> GECITEERDE PASSAGE
§ §
10. Verweerders hebben een en ander bestreden. Kort gezegd stellen zij dat zij zich niet zonder redelijke grond verzetten tegen de voorgestelde stemverhouding. Volgens verweerders volgt uit de breukdelen dat verzoekers minder dan de helft van het pand in eigendom hebben. De door verweerders primair voorgestane stemverdeling (1:1:1) leidt tot een democratische besluitvorming en doet recht aan de aanwezigheid van drie appartementen in het pand. Subsidiair is gesteld dat de stemverhouding moet worden bepaald aan de hand van de breukdelen.
11. De Kantonrechter overweegt als volgt.
14. Bij de eerste splitsing in 2011 was de stemverhouding 1:1, ieder appartementsrecht één stem. Deze verdeling deed recht aan de breukdelen in die zin dat de gesplitste delen ieder ongeveer de helft van het totale oppervlakte van de voor het uitsluitend gebruik bestemde delen (hierna: eigendomsdeel) vertegenwoordigen (182/356 ( [appellant sub 2] en [A] ) tegenover 174/356 (verzoekers))
15. Gelet op de gewijzigde situatie, waarbij het eigendomsdeel van verzoekers niet is gewijzigd, maar het oorspronkelijke appartementsrecht Index 1 (slechts) is gesplitst in twee delen zou de oorspronkelijke stemverhouding (1:1) rekenkundig leiden tot een stemverhouding van 2:2, [appellant sub 2] 1 stem, [appellante sub 1] 1 stem en verzoekers 2 stemmen. Echter dit hebben verzoekers niet voorgesteld. Een dergelijke stemverhouding doet voorts minder recht aan de breukdelen van Index 3 (129/356) en Index 4 (53/356).
16. De door verzoekers voorgestelde stemverhouding, met één stem voor Index 4 en twee stemmen voor Index 3, doet meer recht aan de respectieve breukdelen van verweerders. Gelet op het onder rov. 14 genoemde uitgangspunt leidt deze verdeling er logischerwijs toe dat aan Index 2 c.q. verzoekers drie stemmen worden toebedeeld. Dit is de door verzoeker voorgestelde stemverhouding.
17. De door verweerders gestelde redelijke grond voor de weigering om aan deze stemverhouding mee te werken wordt door de kantonrechter niet gevolgd. Het belangrijkste bezwaar van verweerders is dat door de voorgestelde stemverhouding sprake is van een “blocking vote” van Index 2 c.q. verzoekers, die geen recht doet aan de eigendomsverhouding.
§ §
> FRAGMENT UIT DATASET
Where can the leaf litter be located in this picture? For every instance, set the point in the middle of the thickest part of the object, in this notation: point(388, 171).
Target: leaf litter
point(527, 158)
§ §
> TE VERRICHTEN TAKEN
1. Neem de passage over de stemverhouding opnieuw over, beginnend bij "16. De door" en doorlopend tot en met "verzoeker voorgestelde stemverhouding.", en ruil daarin "stemverhouding" in voor "stemverdeling".
2. Pak de passage over de stemverhouding weer op en schrijf verder na de laatste zin.
De lijst staat los van de passage over de stemverhouding.

> ANTWOORDEN PER TAAK
1.
16. De door verzoekers voorgestelde stemverdeling, met één stem voor Index 4 en twee stemmen voor Index 3, doet meer recht aan de respectieve breukdelen van verweerders. Gelet op het onder rov. 14 genoemde uitgangspunt leidt deze verdeling er logischerwijs toe dat aan Index 2 c.q. verzoekers drie stemmen worden toebedeeld. Dit is de door verzoeker voorgestelde stemverdeling.

2.
18. Aan verweerders moet worden toegegeven dat het breukdeel van verzoekers niet precies de helft is van het totaal. Echter het breukdeel van verzoekers komt neer op 48,8% (uitgaande van de cijfers in de akte) of 49,3% (uitgaande van de - niet betwiste - cijfers in het kadaster), terwijl de breukdelen van de appartementsrechten van verweerders neerkomen op 35,9% en 14,8%, tezamen 50,7%. Het verschil tussen het eigendomsdeel van verzoekers en het eigendomsdeel van verweerders is dermate beperkt dat dit verwaarloosbaar kan worden geacht. In elk geval valt niet in te zien waarom dit verschil in de weg staat aan een - in verhouding gelijke - voortzetting van de aanvankelijke stemverhouding, die voortvloeit uit een verdeling van de stemmen, waarbij verzoekers de ene helft van het gebouw vertegenwoordigen en verweerders (tezamen) de andere helft. In dit verband is onvoldoende gesteld of gebleken dat de voorgestelde stemverhouding tot een onredelijke situatie heeft geleid of kan leiden. Dat sprake is van een “blocking vote” kan evenzeer aan verweerders worden opgeworpen. Een staking van de stemmen leidt ertoe dat een voorstel wordt verworpen. Het voordeel daarvan is dat verzoekers geen besluiten kunnen doorvoeren zonder de instemming van verweerders en andersom. Dit argument geldt aldus wederzijds.
19. Opgemerkt wordt dat de door verweerders primair voorgestane stemverhouding (1:1:1) in veel mindere mate recht doet aan de eigendomsverhouding nu het breukdeel van Index 4 aanzienlijk kleiner is dan het breukdeel van verzoekers.
20. Alles afwegende is de kantonrechter van oordeel dat de door verzoekers voorgestelde stemverhouding het meest recht doet aan de omstandigheden van dit geval. Dit betekent dat de weigering van verweerders om hieraan mee te werken zonder redelijke grond is.”